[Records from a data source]
◆ ◆ ◆
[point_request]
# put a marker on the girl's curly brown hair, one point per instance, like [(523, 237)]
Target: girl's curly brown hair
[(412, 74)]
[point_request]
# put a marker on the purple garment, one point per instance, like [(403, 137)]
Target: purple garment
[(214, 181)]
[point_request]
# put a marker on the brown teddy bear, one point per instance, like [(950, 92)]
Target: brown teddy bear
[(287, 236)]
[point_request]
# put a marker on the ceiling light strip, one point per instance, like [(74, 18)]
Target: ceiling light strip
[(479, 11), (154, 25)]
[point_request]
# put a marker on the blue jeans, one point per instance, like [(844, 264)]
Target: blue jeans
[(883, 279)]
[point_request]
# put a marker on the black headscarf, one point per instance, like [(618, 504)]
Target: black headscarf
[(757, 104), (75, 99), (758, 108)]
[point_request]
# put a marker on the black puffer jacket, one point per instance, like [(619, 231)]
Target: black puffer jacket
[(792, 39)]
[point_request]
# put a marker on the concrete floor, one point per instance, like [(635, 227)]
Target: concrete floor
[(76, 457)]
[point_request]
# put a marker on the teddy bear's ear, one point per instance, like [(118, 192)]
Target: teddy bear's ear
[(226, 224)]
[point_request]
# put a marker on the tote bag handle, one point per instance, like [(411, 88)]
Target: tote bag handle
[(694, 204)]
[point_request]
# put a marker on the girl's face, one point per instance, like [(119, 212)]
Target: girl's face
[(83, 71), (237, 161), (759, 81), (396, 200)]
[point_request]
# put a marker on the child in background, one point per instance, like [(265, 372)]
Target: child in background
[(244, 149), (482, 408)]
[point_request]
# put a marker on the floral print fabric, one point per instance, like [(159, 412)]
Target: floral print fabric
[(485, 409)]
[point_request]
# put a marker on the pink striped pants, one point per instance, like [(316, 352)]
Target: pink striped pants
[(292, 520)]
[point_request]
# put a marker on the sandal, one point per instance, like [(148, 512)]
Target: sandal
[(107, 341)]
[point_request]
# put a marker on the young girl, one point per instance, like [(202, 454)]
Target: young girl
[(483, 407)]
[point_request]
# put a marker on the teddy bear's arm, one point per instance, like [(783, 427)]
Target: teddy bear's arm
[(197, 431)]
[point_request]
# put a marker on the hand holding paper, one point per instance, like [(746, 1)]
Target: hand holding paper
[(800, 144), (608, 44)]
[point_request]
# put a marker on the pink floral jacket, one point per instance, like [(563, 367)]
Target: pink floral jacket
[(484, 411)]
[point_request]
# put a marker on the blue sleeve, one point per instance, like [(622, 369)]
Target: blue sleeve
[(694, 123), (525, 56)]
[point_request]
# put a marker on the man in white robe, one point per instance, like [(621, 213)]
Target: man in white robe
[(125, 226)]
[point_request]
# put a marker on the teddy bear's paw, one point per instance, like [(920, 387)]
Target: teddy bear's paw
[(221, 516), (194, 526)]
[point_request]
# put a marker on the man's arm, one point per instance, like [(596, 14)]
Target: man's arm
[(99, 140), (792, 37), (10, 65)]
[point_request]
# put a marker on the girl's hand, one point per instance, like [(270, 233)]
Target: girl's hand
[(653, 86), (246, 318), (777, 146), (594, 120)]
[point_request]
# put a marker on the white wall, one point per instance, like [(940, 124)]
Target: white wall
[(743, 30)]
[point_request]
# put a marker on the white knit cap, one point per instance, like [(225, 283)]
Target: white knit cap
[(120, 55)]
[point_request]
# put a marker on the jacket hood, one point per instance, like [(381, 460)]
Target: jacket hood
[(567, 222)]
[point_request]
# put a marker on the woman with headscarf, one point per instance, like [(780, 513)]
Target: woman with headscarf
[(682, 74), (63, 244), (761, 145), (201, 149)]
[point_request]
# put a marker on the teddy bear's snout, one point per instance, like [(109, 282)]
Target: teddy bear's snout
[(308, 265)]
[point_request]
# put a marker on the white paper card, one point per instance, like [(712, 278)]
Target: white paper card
◆ ◆ ◆
Work to be completed.
Which lines above run from the one containing "Target: floral print fabric" to the one containing "# put a marker on the teddy bear's arm, one"? Give them again exactly, both ends included.

Output of the task.
Target: floral print fabric
[(485, 409)]
[point_request]
# put a marker on the pink striped pants, one point per instance, like [(316, 352)]
Target: pink striped pants
[(292, 520)]
[point_request]
# put a marker on the sandal, one point per instance, like [(148, 512)]
Target: sandal
[(107, 341)]
[point_request]
# put a marker on the young girl, one point per instance, like [(202, 454)]
Target: young girl
[(483, 407)]
[point_request]
# put a marker on the teddy bear's arm, one point per instance, like [(783, 427)]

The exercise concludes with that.